Provided material START
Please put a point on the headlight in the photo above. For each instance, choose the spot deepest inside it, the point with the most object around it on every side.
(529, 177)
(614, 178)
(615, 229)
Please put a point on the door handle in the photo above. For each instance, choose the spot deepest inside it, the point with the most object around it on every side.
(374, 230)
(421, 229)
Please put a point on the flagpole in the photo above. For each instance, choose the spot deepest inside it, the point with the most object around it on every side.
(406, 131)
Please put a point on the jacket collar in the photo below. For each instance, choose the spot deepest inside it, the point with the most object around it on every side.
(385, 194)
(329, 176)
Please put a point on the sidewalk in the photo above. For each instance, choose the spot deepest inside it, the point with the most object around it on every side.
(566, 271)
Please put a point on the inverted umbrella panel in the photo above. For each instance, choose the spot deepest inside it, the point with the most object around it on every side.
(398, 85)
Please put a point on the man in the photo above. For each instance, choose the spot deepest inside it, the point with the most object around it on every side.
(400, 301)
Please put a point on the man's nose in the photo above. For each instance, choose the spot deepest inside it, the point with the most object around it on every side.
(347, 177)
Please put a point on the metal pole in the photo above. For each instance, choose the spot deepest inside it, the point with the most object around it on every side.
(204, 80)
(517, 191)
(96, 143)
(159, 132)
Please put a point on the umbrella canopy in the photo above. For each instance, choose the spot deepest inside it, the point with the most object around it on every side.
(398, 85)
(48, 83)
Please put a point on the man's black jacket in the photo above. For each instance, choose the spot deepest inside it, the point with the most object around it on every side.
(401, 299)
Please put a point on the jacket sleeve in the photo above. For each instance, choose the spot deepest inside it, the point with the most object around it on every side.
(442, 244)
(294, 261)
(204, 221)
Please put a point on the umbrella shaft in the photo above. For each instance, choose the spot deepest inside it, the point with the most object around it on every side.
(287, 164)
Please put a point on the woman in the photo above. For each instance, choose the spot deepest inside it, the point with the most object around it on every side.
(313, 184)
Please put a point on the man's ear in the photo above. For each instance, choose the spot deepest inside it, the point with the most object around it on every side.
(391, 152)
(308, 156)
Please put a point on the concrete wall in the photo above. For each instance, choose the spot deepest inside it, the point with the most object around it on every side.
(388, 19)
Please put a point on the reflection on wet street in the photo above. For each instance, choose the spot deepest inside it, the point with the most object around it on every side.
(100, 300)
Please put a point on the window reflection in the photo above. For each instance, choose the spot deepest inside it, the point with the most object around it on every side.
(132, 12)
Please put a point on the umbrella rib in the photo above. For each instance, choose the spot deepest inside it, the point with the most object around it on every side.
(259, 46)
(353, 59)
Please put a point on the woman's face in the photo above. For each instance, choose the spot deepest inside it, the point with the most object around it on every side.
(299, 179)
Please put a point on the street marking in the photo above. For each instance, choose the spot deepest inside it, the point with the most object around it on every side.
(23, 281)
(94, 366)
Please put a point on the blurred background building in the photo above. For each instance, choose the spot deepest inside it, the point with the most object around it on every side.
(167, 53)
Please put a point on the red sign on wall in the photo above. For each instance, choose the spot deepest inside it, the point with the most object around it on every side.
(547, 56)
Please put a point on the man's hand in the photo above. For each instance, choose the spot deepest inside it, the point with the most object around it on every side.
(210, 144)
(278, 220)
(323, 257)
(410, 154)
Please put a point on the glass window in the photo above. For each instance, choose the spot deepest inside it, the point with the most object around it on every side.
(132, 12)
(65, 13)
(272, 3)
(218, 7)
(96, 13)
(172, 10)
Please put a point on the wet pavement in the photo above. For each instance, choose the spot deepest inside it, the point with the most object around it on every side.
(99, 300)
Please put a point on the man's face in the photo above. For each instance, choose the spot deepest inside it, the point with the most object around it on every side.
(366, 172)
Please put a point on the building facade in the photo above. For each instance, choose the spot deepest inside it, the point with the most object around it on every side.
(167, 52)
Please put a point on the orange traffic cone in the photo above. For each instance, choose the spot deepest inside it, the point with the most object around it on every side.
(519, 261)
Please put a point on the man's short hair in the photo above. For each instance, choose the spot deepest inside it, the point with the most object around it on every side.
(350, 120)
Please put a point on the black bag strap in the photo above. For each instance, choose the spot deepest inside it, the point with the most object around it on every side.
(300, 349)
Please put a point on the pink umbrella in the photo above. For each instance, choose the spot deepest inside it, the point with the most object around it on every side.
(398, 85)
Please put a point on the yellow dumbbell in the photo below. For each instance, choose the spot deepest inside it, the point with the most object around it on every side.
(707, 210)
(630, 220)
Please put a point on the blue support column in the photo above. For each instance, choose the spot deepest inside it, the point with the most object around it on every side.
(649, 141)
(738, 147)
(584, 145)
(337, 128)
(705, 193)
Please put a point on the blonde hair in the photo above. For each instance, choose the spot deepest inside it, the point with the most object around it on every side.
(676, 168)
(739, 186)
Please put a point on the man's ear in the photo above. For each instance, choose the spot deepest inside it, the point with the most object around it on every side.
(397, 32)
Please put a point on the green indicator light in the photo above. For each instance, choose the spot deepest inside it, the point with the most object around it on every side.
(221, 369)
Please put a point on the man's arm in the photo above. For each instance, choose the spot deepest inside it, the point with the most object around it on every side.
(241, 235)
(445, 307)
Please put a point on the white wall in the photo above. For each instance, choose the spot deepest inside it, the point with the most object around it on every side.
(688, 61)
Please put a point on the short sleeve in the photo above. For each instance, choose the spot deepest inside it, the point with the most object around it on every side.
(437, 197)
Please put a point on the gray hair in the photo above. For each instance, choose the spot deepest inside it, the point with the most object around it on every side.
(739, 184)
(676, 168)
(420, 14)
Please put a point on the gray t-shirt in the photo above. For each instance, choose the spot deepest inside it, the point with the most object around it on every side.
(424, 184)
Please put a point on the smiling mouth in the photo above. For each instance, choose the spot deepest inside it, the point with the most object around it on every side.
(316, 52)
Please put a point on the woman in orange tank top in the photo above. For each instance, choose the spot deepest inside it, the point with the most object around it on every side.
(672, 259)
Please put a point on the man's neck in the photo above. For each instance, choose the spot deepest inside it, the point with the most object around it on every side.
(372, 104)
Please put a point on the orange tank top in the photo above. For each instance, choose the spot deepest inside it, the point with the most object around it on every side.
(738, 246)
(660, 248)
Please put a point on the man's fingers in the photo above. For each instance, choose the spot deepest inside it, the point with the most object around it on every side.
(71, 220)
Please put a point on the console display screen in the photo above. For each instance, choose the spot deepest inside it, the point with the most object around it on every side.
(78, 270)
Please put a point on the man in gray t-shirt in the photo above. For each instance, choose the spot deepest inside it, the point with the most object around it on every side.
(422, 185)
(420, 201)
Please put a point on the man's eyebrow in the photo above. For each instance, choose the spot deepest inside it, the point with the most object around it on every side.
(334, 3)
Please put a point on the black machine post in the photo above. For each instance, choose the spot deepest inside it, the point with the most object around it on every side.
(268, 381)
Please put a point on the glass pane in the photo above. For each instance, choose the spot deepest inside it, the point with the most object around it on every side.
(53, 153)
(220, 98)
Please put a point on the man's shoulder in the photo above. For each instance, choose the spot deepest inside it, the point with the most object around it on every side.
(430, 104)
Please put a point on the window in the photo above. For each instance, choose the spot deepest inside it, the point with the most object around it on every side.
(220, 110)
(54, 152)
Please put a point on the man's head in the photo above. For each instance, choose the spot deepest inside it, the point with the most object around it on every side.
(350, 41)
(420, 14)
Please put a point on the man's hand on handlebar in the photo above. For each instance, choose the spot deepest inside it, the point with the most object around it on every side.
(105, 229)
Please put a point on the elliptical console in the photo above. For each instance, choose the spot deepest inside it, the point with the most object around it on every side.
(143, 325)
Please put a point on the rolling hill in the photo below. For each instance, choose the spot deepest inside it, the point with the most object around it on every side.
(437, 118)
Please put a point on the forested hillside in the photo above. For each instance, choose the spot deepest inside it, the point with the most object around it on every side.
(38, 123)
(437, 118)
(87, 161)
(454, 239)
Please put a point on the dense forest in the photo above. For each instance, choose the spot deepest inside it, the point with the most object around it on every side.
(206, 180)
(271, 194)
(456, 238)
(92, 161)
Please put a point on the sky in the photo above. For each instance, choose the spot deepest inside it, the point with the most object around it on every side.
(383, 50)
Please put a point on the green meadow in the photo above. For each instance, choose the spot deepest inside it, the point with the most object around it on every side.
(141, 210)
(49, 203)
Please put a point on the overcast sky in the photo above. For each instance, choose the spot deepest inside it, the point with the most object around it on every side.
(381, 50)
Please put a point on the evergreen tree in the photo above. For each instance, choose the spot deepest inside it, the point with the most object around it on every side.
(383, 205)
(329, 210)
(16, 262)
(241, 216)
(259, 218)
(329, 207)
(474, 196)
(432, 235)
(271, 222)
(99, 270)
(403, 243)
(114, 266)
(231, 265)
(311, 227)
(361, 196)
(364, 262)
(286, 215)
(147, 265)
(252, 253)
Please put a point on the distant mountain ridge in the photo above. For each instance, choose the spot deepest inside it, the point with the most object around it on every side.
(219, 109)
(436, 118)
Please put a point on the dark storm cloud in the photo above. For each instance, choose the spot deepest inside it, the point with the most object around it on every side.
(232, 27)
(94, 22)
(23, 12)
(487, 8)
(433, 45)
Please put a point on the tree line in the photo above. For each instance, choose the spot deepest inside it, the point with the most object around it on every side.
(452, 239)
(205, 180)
Provided material END
Problem to solve
The answer should be an exact copy of the lines from the one containing "Please put a point on the evergreen" through the last line of the entries, both included.

Answer
Please put a point on the evergreen tree in the photo above. For each instance, choose the spot deepest inside it, the point with the most object around it on every side.
(383, 205)
(329, 210)
(16, 262)
(241, 216)
(259, 218)
(329, 207)
(474, 196)
(432, 235)
(271, 222)
(99, 270)
(403, 243)
(114, 266)
(231, 265)
(311, 227)
(361, 196)
(364, 262)
(286, 215)
(147, 265)
(252, 253)
Please put a point on the distant mountain ridge in the photo above. For each instance, choose the spot deepest inside it, the point with the most object around it on every side.
(219, 109)
(436, 118)
Please put a point on the dark storm cloud in the photo above. For each instance, choose the spot deepest inside it, the point with the most object around it on every side.
(232, 27)
(94, 22)
(23, 12)
(487, 8)
(433, 45)
Please put a point on the tree line in the photo above. For each instance, choose the spot deepest inside it, the point with the most object around it on every side.
(452, 239)
(205, 180)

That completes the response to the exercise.